To be done:
1. According to the GitHub issue, what happens when the example code runs, instead of terminating?
2. Arrange the records from the line containing "Point out every instance of the gray mottled" through the end of the records as a Markdown table with the columns Row and Line, numbering each row. Omit blank lines and leave out the pictures.

Source passage:

NVIDIA/stdexec

`static_thread_pool` is not work-conserving

ot opened this issue ยท 12 comments

ot commented

The current implementation of static_thread_pool might use a subset of the available threads even when there are tasks scheduled. The work-stealing mechanism only runs on threads that are running and would otherwise transition to idle; if a thread is already idle, nothing will wake it up even if other threads have non-empty queues (EDIT: sibling threads can also be notified in-between tasks, but that depends on waiting for the current task to complete).

The result is that the scheduler is not work-conserving; this can cause both correctness issues and pathological performance.

For an example of incorrectness, the following code should terminate but it instead deadlocks:

  static_thread_pool pool(2);
  auto sched = pool.get_scheduler();

  auto parent = [&] {
    // parent is occupying one thread, but the pool should have more
    // available for this to complete.

Record excerpts:
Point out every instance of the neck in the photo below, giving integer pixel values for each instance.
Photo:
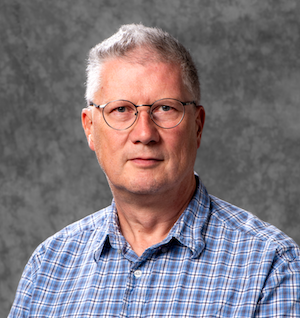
(146, 220)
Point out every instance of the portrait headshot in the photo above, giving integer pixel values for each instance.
(150, 159)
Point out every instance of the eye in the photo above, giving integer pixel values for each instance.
(165, 108)
(121, 109)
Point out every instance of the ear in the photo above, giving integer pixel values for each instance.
(87, 124)
(200, 119)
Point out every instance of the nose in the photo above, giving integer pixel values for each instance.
(144, 130)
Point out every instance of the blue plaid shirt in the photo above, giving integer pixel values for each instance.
(217, 261)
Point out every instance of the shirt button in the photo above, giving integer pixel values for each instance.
(137, 273)
(164, 249)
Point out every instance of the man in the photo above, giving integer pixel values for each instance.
(164, 248)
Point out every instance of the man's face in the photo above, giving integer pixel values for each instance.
(144, 159)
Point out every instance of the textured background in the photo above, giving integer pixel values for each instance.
(248, 57)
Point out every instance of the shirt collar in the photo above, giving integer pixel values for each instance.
(187, 230)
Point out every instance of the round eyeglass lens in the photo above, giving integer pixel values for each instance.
(167, 113)
(119, 114)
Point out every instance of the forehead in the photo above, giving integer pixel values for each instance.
(146, 82)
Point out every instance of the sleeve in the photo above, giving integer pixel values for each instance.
(21, 305)
(280, 296)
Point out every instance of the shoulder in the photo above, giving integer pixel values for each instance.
(75, 239)
(242, 226)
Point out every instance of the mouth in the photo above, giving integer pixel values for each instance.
(147, 162)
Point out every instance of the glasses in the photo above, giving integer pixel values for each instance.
(121, 114)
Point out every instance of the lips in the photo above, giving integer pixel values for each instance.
(145, 161)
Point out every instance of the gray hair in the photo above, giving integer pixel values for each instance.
(158, 45)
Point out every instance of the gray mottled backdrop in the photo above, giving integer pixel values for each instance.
(248, 54)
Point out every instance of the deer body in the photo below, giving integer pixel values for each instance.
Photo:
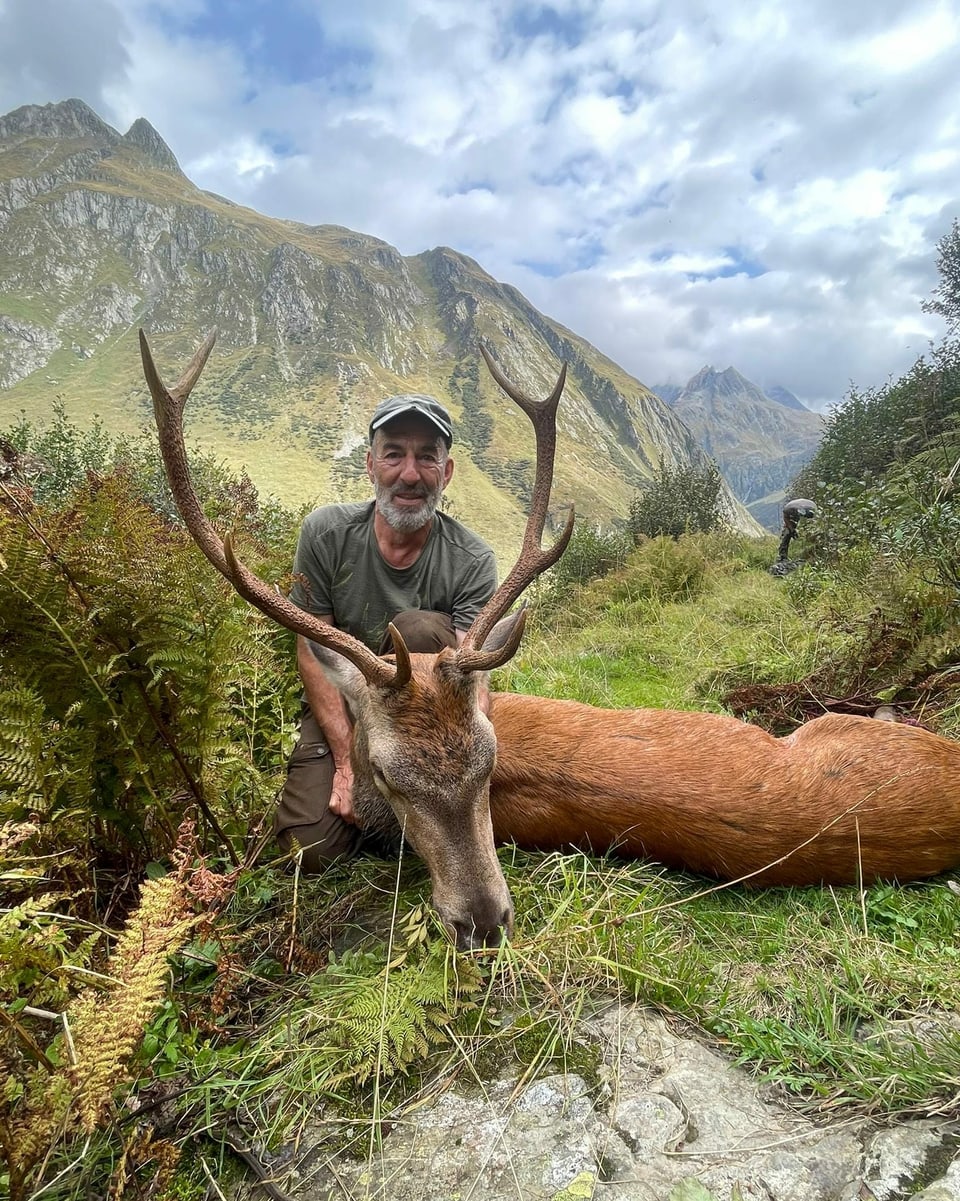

Solutions to each task:
1. It deadlocks.

2.
| Row | Line |
|---|---|
| 1 | Point out every instance of the gray mottled backdrop in the photo above, giving integer pixel values for each instance. |
| 2 | (248, 54) |
| 3 | Point out every instance of the deer body in the photo below, giving integer pixel values for each instance. |
| 4 | Photo: |